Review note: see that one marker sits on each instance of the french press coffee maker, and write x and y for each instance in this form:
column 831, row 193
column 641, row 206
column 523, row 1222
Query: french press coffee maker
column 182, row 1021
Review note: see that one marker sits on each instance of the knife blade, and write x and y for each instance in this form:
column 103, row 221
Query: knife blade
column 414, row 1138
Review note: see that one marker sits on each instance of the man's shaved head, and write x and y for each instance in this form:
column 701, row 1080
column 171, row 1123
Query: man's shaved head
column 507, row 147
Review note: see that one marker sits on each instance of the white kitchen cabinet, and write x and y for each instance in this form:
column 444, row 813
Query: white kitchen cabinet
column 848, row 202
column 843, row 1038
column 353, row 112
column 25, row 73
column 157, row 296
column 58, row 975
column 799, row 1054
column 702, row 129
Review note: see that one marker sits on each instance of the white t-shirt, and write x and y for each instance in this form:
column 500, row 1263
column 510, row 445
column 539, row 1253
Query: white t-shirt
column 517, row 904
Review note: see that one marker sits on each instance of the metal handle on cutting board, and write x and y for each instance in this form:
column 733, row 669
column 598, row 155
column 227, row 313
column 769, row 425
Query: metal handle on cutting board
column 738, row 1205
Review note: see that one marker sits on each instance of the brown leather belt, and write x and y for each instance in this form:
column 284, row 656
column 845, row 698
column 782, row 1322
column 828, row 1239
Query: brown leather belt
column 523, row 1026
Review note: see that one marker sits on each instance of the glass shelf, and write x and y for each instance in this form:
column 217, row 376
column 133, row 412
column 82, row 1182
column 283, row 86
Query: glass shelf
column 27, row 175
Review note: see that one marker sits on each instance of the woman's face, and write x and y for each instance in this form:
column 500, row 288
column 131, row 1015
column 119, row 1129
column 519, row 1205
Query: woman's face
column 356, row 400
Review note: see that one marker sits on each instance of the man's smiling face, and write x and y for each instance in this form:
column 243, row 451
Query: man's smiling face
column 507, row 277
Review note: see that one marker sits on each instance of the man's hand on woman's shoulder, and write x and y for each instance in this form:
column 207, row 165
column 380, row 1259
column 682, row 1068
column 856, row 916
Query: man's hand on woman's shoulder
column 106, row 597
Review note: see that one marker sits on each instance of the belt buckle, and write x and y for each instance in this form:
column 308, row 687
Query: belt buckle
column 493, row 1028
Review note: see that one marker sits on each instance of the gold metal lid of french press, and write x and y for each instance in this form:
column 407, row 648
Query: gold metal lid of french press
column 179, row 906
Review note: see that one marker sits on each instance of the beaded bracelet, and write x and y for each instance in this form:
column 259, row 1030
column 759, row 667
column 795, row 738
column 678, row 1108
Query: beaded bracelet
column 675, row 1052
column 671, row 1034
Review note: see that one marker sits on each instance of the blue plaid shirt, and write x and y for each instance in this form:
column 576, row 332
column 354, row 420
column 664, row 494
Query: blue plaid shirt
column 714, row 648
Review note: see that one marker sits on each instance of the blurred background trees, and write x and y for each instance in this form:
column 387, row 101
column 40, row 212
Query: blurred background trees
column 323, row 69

────────────────

EXERCISE DETAILS: Switch every "marker" in the lines above to "pin" and write out all the lines again, leaving everything else unchanged.

WORKED SOLUTION:
Review note: see that one pin sits on each instance of the french press coffee maker, and write x and y for each instance in this form:
column 831, row 193
column 641, row 206
column 523, row 1222
Query: french press coffee maker
column 182, row 1021
Review note: see that one pin sits on each instance of the knife blade, and write x and y for each instance in this form:
column 103, row 221
Query: knife blade
column 414, row 1138
Review note: see that one pin sits on each instance of the man's shaved head, and write x and y for each instance in this form:
column 701, row 1080
column 171, row 1123
Query: man's shaved head
column 507, row 147
Review note: see that one pin sits on each instance of the white kitchen cabinet, and write x and y for each instance in this form:
column 444, row 813
Query: white kitchen cabinet
column 848, row 202
column 843, row 1038
column 353, row 112
column 25, row 73
column 157, row 296
column 58, row 975
column 799, row 1054
column 702, row 129
Review note: see that one pin sits on each instance of the white t-shirt, and write x and y for each instance in this form:
column 500, row 1263
column 510, row 445
column 539, row 1253
Query: white t-shirt
column 517, row 904
Review note: see that one pin sits on each instance of the metal handle on cutting board, and write x and y for each instance in this form:
column 733, row 669
column 598, row 155
column 227, row 313
column 769, row 425
Query: metal handle on cutting board
column 738, row 1205
Review note: see that one pin sits on each instance of the brown leather belt, and write x and y for each instance in this form:
column 284, row 656
column 845, row 698
column 782, row 1322
column 828, row 1239
Query: brown leather belt
column 523, row 1026
Review note: see that one pin sits on each instance of the glass shelf, and write x and y for each instance in this form:
column 217, row 376
column 133, row 412
column 82, row 1182
column 283, row 86
Query: glass shelf
column 27, row 175
Review note: see that one pin sits on each instance of the woman's face, and write x and y for each instance in this form:
column 500, row 288
column 131, row 1015
column 119, row 1129
column 519, row 1205
Query: woman's face
column 356, row 400
Review note: see that one pin sits on each instance of the man's smiling face, and write x and y for each instance in this form:
column 243, row 451
Query: man's smiling face
column 507, row 277
Review note: see that one pin sits on each instance of the man's hand on woman's shoulder, and write x and y for each instance in this form:
column 207, row 165
column 380, row 1259
column 682, row 1068
column 856, row 916
Query: man's hand on woman's shoulder
column 106, row 597
Review note: see that one pin sits on each instance of the belt buckle, and write x and y for each instance in this form:
column 308, row 687
Query: belt buckle
column 493, row 1028
Review note: see that one pin sits on each instance of the gold metal lid of french press, and write x and y for each instance in this form:
column 407, row 648
Query: gold metal lid of french press
column 179, row 906
Review note: see that one pin sits on each instance of the beaded bracelet, and write x and y for each instance in this form:
column 259, row 1030
column 759, row 667
column 795, row 738
column 678, row 1108
Query: beaded bracelet
column 675, row 1052
column 671, row 1034
Review note: see that one pin sits on each instance of the blue plaid shirt, and write x and y for each instance in this form:
column 576, row 332
column 354, row 420
column 664, row 494
Query: blue plaid shirt
column 714, row 648
Review note: see that one pin sits on each instance of the blurred background trees, and write x and y for each instance in this form:
column 387, row 101
column 40, row 212
Query: blurred background trees
column 323, row 69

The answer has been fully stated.